● **Фрагмент текста**
++++++++++++++++++++
Дикари-7.
jumper_alpha — 03.08.2025
"Великие умы обсуждают идеи. Средние умы обсуждают события. Мелкие
умы обсуждают людей."
Рассмотрим идеи:)
“Генеральный директор SpaceX прокомментировал рассуждения одного из
пользователя соцсети, который указал, что универсальный ИИ может
обрести самосознание и способность к мышлению. «Мы просто станем
второстепенными персонажами в симуляции», — к подобному выводу
пришел он.
«Скорее всего, так и есть», — ответил на публикацию
пользователя Илон Маск, добавив в скобках слово «вздыхаю».
Ранее Илон Маск писал, что с помощью ИИ можно будет решить
проблему голода, бедности и болезни. С другой стороны, бывший
инженер компаний Google и Microsoft Нейт Соарес указывал, что из-за
развития искусственного интеллекта вероятность вымирания
человечества составляет 95 процентов»
ИИ только добавил еще один вариант, «контрольный
выстрел»:)
Забавно иное – ведущие мыслители, от ВВП до Илона Маска мыслят
«постфактум». Как там, в анекдоте? Чтоб я был таким умным, как моя
теща – потом:) Они боятся от прошлого развернуться к будущему, для
них прошлое – опора, а будущего они боятся. Все свершения
человечества в области мысли, науки – свершения перебора. Если
подробно рассмотреть любое изобретение, открытие, то они – вершина
пирамиды перебора. Одни пробуют одно, другие – другое, все эти
попытки образуют пирамиду, с вершины которой кто-то попадает «в
точку». Может и есть открытие «с нуля», вот «нет» и вдруг «есть»,
но очень редки, даже не вспомню такое, может быть, кто-то
подскажет? Соответственно, сейчас мыслители дают решения/прогнозы в
диапазоне от «традиционных ценностей» до Матрицы и Скайнет. Решения
«потом», решения из прошлого, а не из будущего. Генералы как и
сотни лет назад – готовятся к прошлой войне.
Ни ВВП, ни Маск, ни один из прочих госду@ элит не рассматривают
причины. Один как решение предлагает традиционные ценности, в
первую очередь религию, второй – колонизацию Марса. При этом никто
не рассматривает силу, которая которая может реализовать эти идеи.
++++++++++++++++++++
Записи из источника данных
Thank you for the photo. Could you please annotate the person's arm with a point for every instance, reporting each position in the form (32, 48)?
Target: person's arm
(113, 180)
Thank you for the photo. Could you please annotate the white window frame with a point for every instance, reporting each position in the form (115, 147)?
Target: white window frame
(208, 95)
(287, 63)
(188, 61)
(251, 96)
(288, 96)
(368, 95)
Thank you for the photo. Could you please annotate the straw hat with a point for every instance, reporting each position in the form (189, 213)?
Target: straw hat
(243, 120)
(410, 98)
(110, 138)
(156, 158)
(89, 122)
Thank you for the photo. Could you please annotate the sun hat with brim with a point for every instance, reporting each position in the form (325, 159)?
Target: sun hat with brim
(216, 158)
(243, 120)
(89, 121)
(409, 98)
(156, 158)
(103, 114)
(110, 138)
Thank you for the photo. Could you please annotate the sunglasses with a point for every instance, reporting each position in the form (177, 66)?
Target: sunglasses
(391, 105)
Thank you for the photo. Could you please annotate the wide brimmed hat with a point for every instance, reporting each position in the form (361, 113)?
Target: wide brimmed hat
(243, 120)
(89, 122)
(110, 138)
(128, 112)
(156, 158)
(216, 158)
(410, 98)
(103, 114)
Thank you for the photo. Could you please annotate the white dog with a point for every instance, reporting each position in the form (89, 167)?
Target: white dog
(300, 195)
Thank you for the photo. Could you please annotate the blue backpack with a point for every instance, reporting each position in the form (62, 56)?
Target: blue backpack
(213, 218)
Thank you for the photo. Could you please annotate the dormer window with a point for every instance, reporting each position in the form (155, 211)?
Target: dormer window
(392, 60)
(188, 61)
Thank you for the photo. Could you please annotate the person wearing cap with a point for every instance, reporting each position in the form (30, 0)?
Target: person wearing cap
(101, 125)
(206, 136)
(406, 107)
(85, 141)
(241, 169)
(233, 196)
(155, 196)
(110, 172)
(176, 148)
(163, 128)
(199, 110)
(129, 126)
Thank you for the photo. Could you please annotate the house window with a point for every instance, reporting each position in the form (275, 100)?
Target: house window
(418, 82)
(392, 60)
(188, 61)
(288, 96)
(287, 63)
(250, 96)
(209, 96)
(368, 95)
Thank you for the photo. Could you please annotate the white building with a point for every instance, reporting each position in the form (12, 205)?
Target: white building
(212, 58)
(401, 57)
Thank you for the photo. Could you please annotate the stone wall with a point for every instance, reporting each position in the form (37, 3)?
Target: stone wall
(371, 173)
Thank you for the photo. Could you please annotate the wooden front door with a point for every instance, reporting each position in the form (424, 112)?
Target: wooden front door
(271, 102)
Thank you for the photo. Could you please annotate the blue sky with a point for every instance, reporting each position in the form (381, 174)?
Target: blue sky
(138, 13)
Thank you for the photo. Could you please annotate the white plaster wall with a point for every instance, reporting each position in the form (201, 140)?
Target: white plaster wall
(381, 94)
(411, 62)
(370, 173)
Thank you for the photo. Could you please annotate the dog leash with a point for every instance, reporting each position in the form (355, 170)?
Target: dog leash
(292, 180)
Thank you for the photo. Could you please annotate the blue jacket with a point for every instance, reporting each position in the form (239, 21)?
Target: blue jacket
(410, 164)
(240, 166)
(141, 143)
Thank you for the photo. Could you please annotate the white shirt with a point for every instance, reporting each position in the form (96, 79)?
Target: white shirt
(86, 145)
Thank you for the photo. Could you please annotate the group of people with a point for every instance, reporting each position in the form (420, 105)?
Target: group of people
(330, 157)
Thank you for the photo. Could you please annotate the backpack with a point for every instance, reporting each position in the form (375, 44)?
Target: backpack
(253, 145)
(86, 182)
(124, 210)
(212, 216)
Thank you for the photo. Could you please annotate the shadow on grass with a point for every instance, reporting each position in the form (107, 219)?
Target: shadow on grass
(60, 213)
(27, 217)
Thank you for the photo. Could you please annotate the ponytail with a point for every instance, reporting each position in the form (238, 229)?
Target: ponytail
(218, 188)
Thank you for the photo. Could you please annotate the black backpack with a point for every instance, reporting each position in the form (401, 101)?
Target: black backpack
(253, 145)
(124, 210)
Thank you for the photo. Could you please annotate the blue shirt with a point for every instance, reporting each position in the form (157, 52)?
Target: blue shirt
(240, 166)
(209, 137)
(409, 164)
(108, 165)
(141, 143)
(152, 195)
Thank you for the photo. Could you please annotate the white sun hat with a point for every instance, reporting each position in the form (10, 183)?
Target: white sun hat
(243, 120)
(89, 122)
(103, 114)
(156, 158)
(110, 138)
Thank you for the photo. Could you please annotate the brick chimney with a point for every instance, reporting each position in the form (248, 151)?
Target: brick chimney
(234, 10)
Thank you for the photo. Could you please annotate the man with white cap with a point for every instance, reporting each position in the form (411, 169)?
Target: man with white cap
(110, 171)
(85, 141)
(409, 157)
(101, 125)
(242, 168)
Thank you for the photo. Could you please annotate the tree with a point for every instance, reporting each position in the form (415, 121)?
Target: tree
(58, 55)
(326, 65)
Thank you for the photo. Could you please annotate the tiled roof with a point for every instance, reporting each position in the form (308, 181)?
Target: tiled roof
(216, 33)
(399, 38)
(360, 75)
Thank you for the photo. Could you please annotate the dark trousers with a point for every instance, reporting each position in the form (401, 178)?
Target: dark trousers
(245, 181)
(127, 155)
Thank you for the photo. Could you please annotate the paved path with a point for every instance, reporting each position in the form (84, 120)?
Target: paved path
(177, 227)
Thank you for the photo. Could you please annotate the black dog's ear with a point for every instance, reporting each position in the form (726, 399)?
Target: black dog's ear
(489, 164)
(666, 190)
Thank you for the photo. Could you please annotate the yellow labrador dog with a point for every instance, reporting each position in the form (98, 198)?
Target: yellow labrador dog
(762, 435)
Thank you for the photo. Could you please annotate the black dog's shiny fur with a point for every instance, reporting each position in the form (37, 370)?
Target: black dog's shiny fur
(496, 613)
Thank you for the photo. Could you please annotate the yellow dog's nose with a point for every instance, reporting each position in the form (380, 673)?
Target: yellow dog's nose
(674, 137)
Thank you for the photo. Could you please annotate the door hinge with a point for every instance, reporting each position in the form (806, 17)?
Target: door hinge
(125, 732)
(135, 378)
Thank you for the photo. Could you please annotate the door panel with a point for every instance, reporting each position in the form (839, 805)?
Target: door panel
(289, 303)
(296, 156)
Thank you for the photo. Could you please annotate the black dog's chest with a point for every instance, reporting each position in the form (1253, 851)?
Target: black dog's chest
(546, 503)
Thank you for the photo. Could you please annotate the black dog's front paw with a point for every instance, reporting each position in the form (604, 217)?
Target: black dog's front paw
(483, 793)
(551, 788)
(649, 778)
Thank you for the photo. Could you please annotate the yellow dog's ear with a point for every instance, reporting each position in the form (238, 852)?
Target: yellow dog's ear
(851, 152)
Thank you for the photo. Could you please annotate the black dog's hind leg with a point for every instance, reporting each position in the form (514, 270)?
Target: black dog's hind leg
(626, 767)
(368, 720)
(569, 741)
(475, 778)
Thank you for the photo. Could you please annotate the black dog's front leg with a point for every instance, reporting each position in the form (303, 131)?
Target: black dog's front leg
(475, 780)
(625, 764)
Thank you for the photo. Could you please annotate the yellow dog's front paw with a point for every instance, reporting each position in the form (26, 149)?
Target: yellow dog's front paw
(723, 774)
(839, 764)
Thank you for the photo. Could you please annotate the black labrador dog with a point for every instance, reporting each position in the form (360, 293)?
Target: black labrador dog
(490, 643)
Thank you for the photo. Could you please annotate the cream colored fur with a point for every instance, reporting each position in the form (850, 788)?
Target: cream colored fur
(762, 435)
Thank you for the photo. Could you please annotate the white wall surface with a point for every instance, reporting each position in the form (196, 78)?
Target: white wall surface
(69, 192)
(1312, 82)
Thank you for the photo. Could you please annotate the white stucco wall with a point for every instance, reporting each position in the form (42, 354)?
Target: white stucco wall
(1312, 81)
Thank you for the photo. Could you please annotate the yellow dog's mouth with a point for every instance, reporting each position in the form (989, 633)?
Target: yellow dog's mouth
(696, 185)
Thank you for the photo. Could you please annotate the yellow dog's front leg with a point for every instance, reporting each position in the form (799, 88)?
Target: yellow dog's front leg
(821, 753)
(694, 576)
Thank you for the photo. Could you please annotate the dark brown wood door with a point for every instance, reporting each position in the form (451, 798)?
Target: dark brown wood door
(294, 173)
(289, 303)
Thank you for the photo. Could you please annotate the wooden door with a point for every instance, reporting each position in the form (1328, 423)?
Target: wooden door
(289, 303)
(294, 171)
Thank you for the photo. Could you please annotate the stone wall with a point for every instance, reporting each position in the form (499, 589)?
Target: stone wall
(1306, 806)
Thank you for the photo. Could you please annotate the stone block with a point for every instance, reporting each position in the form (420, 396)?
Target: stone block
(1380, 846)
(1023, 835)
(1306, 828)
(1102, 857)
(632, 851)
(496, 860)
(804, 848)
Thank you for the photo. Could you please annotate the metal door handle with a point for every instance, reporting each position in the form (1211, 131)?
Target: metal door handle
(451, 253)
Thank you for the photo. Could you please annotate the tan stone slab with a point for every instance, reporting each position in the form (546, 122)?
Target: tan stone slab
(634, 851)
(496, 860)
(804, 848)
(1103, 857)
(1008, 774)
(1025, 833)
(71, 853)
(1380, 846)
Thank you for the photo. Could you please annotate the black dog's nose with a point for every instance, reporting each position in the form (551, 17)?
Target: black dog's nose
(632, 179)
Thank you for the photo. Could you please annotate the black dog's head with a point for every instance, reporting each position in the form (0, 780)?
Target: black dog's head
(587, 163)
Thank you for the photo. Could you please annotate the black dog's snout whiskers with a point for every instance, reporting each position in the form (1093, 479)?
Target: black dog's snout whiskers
++++++++++++++++++++
● **Условие задания**
Продолжите заметку об ИИ и мыслителях, которые рассуждают «постфактум», начиная сразу после ее последнего предложения.

● **Ответ к задаче**
Если отбросить замшелых пенсов, то и у первого, и у второго в
адресатах – потребители, потребители вещей и удовольствий,
потребители тик-тока, а если уж твиттера, то это считай гении
поколения:) И вот таким ВВП предлагает молиться, поститься и рожать
как швейная машинка, а второй – «сейчас все бросить» и строить
корабль на Марс. Забавно, не находите?:) Детский сад, вторая
группа:) Это с учетом того, что религия придумана рабами и
для рабов. «Беда заключалась в том, что Абу Камиль не верил в
Аллаха. Если бы он верил в него, то жил бы по предначертанному
свыше, а иначе приходилось полагаться исключительно на себя.
Событие, предшествовавшее поселившейся в его сознании крамоле,
случилось в детстве, когда с отцом он летел из Багдада в Тегеран. У
трапа, простершись ниц, молилась толпа в белых одеяниях, похожая на
заснеженную поляну, хотя время намаза еще не подошло, а в истовости
лиц, то и дело обращаемых к небесам, сквозила отнюдь не рутинная
набожность, обычно сопутствующая исполнению обязательного ритуала.
Поодаль от коленопреклоненных простолюдинов держались два шейха в
атласных бурнусах. Перебирая четки, они равнодушно взирали поверх
голов тех, кто взывал к Всевышнему о благополучии предстоящего
полета.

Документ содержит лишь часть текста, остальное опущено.